▶ [Passage]
━━━━━━━━━━━━━━━━━━━━━━━━━━━━━━
Fourget aboot it, Jake! It’s Canada touwn!
A friendly reminder from your favourite u-loving neighbours from the north: It’s Canada Day. For five more minutes! Hooray!
I used to love Canada Day when I was a kid. Because it meant that somewhere, somebody would be serving vanilla cupcakes with white frosting and red and white sprinkles. Today, I was sadly without sprinkles. Unless you count the rain, which meant very sad fireworks. But I do have a six-pack of Sleeman’s in the fridge and an iTunes playlist filled with songs that contain a bunch of Canadian references Americans won’t get. That’s gotta count for something.
We’re so weird up here with our snow, our maple syrup, our free health care and our great, unknown musicians. We have more amazing musical acts nobody’s ever heard of than you can shake a stick at! I’m both resentful and resigned to that fact. Like, it’s AWESOME and you don’t know what you’re missing, you ignorant buffoons who think of Canada and think of Nickelback and Anne Murray and Celine Dion! On the other hand, get away from my favourite bands, America! Get your own! KnowwhatImean?
━━━━━━━━━━━━━━━━━━━━━━━━━━━━━━
▶ [Dataset records]
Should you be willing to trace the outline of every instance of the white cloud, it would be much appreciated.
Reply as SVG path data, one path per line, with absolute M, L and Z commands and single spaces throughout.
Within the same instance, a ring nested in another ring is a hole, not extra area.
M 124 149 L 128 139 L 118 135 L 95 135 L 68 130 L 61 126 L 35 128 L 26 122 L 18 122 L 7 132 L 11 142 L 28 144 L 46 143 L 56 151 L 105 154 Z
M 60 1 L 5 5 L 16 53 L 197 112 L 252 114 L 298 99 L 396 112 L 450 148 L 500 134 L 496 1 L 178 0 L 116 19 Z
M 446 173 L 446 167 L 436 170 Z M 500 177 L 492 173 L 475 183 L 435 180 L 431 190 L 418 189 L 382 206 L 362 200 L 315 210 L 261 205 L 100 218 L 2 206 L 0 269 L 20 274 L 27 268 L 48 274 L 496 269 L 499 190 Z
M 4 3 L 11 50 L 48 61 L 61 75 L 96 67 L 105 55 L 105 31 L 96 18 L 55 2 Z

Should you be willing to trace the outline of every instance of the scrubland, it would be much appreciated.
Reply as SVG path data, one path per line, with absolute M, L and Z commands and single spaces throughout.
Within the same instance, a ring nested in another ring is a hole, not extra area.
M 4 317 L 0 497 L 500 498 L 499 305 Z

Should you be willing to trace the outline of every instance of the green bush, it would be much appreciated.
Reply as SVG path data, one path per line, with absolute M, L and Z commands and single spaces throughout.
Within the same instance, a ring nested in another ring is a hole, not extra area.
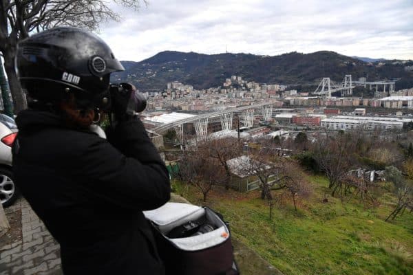
M 367 157 L 359 157 L 359 162 L 372 170 L 384 170 L 385 164 L 381 162 L 374 160 Z
M 307 151 L 300 153 L 294 156 L 294 158 L 298 161 L 301 166 L 309 171 L 314 173 L 320 172 L 320 168 L 314 158 L 312 152 Z

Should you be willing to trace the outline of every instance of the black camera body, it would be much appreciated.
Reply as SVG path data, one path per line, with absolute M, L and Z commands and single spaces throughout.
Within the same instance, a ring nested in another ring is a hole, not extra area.
M 189 221 L 171 230 L 167 236 L 171 239 L 187 238 L 191 236 L 201 235 L 215 228 L 209 223 L 201 223 L 197 221 Z
M 109 89 L 111 111 L 116 115 L 134 116 L 147 106 L 145 97 L 129 83 L 111 84 Z

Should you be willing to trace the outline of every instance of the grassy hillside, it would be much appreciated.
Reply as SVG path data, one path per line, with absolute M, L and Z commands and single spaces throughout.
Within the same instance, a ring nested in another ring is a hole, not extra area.
M 216 188 L 207 204 L 224 214 L 233 234 L 285 274 L 412 274 L 413 214 L 391 223 L 384 219 L 394 198 L 383 192 L 381 205 L 367 209 L 357 199 L 328 197 L 324 177 L 308 176 L 313 196 L 297 212 L 289 199 L 277 206 L 272 221 L 259 193 Z M 201 205 L 192 186 L 176 183 L 176 192 Z

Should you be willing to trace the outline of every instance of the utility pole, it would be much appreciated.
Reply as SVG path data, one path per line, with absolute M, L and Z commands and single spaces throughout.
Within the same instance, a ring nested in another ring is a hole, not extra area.
M 3 62 L 0 59 L 0 90 L 1 90 L 1 100 L 4 108 L 4 113 L 13 118 L 13 107 L 9 94 L 8 82 L 6 79 L 6 74 L 3 68 Z
M 240 115 L 237 113 L 237 124 L 238 128 L 238 144 L 240 144 Z

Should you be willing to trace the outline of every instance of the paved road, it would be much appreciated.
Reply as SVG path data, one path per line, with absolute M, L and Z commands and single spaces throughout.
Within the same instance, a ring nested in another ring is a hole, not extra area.
M 171 201 L 188 202 L 175 194 L 171 195 Z M 7 212 L 20 209 L 22 238 L 0 247 L 0 275 L 63 275 L 59 245 L 29 204 L 20 199 Z M 233 241 L 243 275 L 282 275 L 246 245 L 235 239 Z
M 61 275 L 60 248 L 29 204 L 19 199 L 21 241 L 0 248 L 0 275 Z

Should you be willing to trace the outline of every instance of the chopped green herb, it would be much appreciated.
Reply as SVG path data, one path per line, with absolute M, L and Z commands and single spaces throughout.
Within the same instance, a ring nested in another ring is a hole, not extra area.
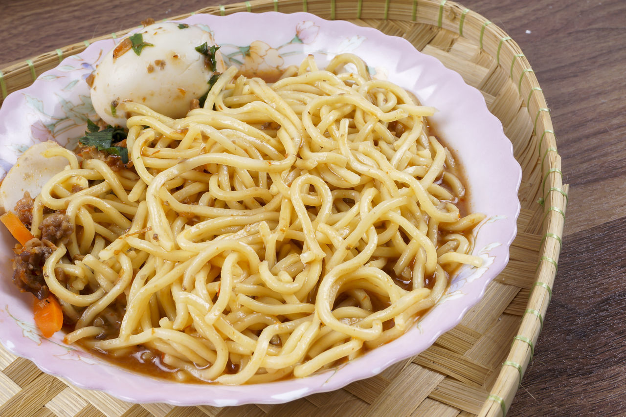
━━━━━━━━━━━━━━━━━━━━━━━━━━━━━━
▶ [Problem to work on] Update the Canada Day post, everything from "A friendly reminder" down to "count for something.", putting "cookies" wherever "cupcakes" appears.

▶ [Written answer]
A friendly reminder from your favourite u-loving neighbours from the north: It’s Canada Day. For five more minutes! Hooray!
I used to love Canada Day when I was a kid. Because it meant that somewhere, somebody would be serving vanilla cookies with white frosting and red and white sprinkles. Today, I was sadly without sprinkles. Unless you count the rain, which meant very sad fireworks. But I do have a six-pack of Sleeman’s in the fridge and an iTunes playlist filled with songs that contain a bunch of Canadian references Americans won’t get. That’s gotta count for something.